# [Task to complete]
Copy out every entry below word for word, leaving out the pictures.

::: Provided data :::

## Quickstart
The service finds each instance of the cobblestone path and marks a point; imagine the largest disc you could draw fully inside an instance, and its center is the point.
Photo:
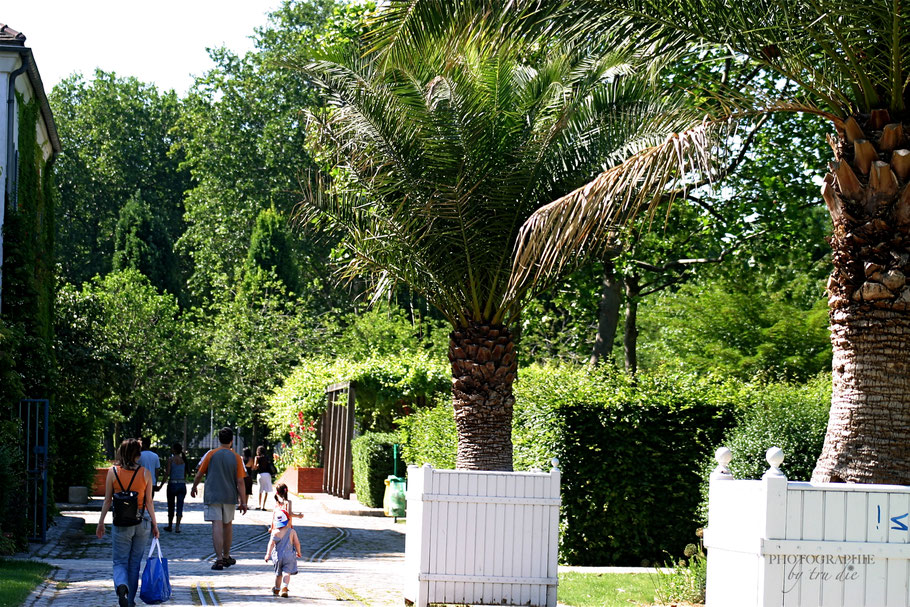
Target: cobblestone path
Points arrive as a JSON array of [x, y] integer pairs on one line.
[[347, 560]]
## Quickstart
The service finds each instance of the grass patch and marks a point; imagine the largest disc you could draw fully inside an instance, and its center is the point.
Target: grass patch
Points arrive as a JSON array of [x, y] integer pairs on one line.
[[606, 589], [18, 579]]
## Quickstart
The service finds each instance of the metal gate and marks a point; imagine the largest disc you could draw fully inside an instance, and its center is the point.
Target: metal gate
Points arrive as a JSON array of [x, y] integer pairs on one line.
[[34, 415], [336, 432]]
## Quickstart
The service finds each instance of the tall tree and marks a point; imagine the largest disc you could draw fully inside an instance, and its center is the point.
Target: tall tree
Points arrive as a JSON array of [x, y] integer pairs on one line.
[[117, 135], [439, 158], [141, 242], [243, 136]]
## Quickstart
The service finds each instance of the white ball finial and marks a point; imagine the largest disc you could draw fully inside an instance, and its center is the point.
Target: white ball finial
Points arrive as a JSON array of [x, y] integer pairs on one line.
[[775, 457], [723, 456]]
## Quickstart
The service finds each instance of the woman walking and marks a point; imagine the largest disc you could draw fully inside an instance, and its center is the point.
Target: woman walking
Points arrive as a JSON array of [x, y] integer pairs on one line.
[[134, 518], [248, 479], [175, 477], [263, 465]]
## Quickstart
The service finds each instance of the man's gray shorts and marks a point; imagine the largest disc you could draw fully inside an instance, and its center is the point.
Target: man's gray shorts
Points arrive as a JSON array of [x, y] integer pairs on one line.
[[220, 512]]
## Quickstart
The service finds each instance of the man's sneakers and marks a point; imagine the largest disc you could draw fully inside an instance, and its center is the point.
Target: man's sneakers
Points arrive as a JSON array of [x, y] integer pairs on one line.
[[122, 599], [227, 561]]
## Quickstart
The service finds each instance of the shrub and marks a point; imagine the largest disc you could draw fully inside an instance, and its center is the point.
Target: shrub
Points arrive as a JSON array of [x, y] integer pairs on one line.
[[629, 452], [386, 387], [13, 524], [428, 436], [790, 416], [373, 462]]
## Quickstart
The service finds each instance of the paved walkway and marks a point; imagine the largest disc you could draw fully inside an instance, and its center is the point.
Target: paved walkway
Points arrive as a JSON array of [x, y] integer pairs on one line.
[[355, 559]]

:::

# [The answer]
## Quickstart
The service finds each instance of the cobblestone path and marks a point; imagine the largest disc you could draw fully inside an instance, and its center is the point.
Photo:
Target: cobblestone path
Points arrive as a JSON array of [x, y] integer pairs on one line.
[[347, 560]]
## Quickstart
The service finds each instance of the grass patch and marks a point; imagine the largest disc you could draw fully inside an instance, and its center is the point.
Target: grass patch
Points arrive as a JSON array of [x, y] integer pairs on one line.
[[606, 589], [18, 579]]
## Quickstart
The service finds each instance of the metal gate and marks a point; imagine the largest disc you could draw fully inside an instance, and its center is the point.
Target: metal gate
Points arrive as a JSON array of [x, y] integer pairs on one line.
[[34, 415], [336, 432]]
## Quickstart
The service finds each instance of the tall tree and marks a point; imagine the largest disc you could draw fully inside an instance, and its center is the point.
Target: tall tree
Points arrive as a JSON array of [x, y] integer pairs on one line.
[[117, 135], [439, 158], [141, 242], [243, 136]]
## Quickstart
The service finds each instance of the white ball finial and marks a point; imagine the largest disc you could draw fully inside an instance, and its center is the point.
Target: white ball finial
Points arrive as a JSON array of [x, y] integer pairs on one line.
[[775, 457], [723, 456]]
## Quickstart
The service finds each instance of the woman walking and marks a point; imagine the largest disc you could draw fully inside an instance, and its center is the point.
Target: woman walking
Points arrive as a JSON array of [x, y] integer pairs on one line.
[[134, 518], [248, 479], [175, 477], [263, 465]]
## Quickstart
The service finds each instance of the man's gray shorts and marks a point; imagine the largest disc you could draw fully inside an instance, and its center is the point.
Target: man's gray shorts
Points arrive as a JSON array of [x, y] integer pairs on one line.
[[220, 512]]
## Quickstart
The service finds each instance of the man's sneakers and marks a point; imagine the largest disc you could draw fully inside an instance, and its center is the point.
Target: man's sneakers
Points arrive as a JSON array of [x, y] integer pairs on one line.
[[122, 599], [227, 561]]
## Quickstart
The service finds each instance of the shrub and marks a point; imagine the largest disc you could draw fully inside an instance, and its center is the point.
Target: shrub
Points arrive as a JSON array of [x, y] integer pairs on one line.
[[629, 452], [386, 387], [13, 524], [428, 436], [790, 416], [373, 462]]
## Quickstart
The service finds each instance of the paved walkway and marks a point; imagine the largest disc you could draw fully inside an instance, and its center is the point.
Target: paved walkway
Points arrive as a JSON array of [x, y] integer pairs on one line.
[[355, 559]]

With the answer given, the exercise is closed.